> Assignment: Reproduce the entries shown below only from the line with "In this picture, where can the stair" down to the line with "In this picture, where can the chair seat", keeping both end lines and copying each one exactly.

Saved entries:
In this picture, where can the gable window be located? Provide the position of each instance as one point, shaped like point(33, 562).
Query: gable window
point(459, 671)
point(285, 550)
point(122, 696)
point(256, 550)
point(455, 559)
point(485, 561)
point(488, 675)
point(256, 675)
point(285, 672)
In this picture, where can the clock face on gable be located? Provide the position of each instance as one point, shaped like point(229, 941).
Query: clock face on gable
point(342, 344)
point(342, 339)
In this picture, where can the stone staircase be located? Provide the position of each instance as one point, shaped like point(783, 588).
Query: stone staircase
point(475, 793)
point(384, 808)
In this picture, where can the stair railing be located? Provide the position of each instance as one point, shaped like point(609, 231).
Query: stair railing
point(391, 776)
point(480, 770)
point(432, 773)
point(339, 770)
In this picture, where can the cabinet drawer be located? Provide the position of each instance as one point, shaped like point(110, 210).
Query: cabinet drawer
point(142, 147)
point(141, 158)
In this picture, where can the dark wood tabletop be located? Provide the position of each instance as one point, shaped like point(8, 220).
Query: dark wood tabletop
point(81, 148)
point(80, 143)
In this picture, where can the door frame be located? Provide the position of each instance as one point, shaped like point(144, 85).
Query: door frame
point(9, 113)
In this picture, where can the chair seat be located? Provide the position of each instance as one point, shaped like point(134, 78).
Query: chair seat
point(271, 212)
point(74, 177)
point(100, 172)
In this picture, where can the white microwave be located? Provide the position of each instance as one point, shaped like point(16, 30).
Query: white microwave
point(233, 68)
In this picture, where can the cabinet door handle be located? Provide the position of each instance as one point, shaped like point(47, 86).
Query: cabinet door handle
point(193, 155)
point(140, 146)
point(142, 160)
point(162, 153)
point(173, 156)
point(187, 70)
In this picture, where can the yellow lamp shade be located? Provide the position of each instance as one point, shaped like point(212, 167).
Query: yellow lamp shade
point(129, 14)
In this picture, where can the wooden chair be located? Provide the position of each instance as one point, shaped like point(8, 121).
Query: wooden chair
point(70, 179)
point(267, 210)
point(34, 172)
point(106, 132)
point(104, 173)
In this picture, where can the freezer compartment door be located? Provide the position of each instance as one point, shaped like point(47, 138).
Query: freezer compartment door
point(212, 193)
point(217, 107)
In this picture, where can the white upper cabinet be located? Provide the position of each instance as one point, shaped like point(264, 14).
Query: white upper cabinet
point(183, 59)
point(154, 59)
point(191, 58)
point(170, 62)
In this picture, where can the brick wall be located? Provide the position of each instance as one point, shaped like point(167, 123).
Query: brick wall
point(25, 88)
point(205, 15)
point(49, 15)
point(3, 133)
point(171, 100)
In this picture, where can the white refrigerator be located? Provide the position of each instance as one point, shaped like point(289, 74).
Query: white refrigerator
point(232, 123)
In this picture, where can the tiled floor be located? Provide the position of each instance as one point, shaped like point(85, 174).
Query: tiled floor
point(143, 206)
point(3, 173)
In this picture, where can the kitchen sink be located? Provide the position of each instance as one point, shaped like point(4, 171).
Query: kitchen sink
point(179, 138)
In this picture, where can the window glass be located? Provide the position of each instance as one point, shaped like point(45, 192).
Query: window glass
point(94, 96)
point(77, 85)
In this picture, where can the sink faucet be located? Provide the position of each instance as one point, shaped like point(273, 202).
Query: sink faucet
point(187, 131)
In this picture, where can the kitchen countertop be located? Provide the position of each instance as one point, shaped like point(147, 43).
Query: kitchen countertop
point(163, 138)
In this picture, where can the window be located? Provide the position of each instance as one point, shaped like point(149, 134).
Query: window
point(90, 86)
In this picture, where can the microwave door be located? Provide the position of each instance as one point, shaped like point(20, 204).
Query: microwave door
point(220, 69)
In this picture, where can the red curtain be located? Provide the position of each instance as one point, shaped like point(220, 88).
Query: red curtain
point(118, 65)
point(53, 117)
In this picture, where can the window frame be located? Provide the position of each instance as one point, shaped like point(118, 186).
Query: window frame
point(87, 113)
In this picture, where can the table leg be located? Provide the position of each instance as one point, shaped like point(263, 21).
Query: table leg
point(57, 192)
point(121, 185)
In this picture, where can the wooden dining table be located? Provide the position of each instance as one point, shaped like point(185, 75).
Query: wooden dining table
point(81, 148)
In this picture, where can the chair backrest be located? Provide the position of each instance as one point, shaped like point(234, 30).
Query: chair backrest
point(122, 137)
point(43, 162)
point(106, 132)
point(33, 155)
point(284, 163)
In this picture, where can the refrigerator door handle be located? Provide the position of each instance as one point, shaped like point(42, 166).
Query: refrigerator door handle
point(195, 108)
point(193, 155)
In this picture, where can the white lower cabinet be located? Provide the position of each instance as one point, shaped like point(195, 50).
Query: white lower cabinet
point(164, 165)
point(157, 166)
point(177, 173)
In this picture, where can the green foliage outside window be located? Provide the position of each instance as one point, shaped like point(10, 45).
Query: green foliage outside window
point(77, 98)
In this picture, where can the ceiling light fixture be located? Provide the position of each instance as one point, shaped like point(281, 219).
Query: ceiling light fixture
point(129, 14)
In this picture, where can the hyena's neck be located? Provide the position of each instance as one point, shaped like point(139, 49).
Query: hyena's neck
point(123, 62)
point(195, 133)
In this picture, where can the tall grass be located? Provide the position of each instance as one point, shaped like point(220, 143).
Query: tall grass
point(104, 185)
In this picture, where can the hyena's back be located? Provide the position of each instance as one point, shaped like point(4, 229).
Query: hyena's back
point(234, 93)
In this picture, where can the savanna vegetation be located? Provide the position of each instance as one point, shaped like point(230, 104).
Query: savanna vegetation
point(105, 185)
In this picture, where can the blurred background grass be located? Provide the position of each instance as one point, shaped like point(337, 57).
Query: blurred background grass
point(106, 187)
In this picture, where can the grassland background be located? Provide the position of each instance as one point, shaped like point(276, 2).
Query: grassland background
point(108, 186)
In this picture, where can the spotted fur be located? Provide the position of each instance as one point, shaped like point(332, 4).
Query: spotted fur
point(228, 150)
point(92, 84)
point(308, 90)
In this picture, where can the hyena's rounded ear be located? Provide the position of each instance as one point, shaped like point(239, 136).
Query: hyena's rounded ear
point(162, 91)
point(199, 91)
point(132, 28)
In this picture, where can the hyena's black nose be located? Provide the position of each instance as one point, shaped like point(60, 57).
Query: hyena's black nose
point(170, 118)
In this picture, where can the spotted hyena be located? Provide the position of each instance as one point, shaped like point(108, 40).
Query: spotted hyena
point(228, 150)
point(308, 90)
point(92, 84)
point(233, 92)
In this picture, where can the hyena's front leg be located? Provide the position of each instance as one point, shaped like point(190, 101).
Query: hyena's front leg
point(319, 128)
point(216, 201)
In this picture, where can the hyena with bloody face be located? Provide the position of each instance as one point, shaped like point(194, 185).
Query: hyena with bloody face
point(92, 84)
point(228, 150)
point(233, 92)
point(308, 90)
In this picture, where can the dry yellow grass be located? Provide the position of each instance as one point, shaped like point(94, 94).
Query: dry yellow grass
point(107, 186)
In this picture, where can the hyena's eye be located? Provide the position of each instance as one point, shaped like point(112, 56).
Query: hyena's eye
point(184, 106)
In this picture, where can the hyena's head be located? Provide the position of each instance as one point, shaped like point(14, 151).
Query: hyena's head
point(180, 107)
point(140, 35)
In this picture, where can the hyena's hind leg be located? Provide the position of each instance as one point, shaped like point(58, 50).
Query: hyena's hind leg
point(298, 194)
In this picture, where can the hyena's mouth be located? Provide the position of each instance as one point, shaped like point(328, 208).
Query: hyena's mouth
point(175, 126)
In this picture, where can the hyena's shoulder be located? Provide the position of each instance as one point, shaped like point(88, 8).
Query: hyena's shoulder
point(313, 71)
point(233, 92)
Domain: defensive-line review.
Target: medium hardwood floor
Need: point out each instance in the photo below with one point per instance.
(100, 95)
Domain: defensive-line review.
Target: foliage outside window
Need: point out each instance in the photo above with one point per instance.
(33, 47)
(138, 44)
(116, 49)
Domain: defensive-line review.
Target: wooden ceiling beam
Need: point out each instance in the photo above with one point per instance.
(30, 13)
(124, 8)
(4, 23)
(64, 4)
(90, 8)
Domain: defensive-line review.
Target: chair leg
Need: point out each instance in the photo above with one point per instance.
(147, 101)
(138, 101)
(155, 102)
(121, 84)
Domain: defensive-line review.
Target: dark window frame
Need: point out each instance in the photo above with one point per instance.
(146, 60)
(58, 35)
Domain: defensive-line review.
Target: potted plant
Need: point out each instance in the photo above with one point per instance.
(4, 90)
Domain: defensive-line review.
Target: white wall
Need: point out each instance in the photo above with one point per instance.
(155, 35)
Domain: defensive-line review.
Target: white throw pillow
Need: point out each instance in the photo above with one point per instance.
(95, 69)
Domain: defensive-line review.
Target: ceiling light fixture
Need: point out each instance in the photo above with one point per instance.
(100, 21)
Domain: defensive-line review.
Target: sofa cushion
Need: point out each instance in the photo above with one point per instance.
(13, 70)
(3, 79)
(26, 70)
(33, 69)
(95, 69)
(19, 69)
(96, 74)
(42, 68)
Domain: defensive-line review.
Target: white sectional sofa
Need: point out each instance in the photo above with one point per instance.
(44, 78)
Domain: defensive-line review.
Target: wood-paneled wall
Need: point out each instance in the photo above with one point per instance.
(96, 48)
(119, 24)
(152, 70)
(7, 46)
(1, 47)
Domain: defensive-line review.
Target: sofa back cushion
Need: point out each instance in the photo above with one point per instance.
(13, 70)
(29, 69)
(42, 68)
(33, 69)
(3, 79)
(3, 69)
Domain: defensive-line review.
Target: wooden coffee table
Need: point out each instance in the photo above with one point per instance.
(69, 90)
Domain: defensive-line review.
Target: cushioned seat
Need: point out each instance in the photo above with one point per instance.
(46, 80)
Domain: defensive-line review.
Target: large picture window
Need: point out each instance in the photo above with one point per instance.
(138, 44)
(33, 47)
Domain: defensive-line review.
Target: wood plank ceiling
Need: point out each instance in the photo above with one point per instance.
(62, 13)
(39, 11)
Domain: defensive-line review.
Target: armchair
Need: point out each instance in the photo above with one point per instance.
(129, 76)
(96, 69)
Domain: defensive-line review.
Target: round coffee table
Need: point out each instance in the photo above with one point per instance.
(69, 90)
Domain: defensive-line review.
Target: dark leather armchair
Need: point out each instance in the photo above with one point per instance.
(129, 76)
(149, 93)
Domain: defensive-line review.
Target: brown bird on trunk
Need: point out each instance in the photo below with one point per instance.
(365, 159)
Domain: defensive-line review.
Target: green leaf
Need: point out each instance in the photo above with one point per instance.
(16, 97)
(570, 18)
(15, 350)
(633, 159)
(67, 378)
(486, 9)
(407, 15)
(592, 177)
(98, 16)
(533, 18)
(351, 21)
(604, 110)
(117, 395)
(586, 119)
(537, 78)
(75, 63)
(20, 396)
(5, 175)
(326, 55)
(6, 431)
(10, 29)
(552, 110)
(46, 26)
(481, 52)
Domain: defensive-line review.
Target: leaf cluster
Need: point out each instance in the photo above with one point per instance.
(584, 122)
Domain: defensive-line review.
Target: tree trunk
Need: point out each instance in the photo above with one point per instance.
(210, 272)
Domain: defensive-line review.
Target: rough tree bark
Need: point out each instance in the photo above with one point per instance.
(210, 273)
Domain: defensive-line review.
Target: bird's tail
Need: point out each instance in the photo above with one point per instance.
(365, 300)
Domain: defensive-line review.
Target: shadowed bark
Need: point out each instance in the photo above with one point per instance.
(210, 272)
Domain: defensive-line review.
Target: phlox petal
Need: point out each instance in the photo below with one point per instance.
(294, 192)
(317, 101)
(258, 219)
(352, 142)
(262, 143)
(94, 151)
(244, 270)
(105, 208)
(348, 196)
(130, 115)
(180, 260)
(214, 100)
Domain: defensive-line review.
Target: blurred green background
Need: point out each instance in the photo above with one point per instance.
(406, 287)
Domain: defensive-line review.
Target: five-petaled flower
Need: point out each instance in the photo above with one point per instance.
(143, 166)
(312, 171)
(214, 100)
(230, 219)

> Your response:
In this picture, where can the stair railing be located? Provide the position of each instance as one point, shaped like point(609, 231).
Query: stair railing
point(391, 776)
point(480, 770)
point(432, 773)
point(339, 770)
In this picture, where can the cabinet drawer be located? Provide the position of each instance as one point, shaped like point(110, 210).
Query: cabinet drawer
point(142, 147)
point(141, 158)
In this picture, where can the dark wood tabletop be located? Provide the position of each instance as one point, shaped like point(8, 220).
Query: dark wood tabletop
point(81, 148)
point(80, 143)
In this picture, where can the door frame be located? Provide the position of each instance as one point, shaped like point(144, 85).
Query: door frame
point(9, 113)
In this picture, where can the chair seat be located? Provide the position of each instance as one point, shaped like point(134, 78).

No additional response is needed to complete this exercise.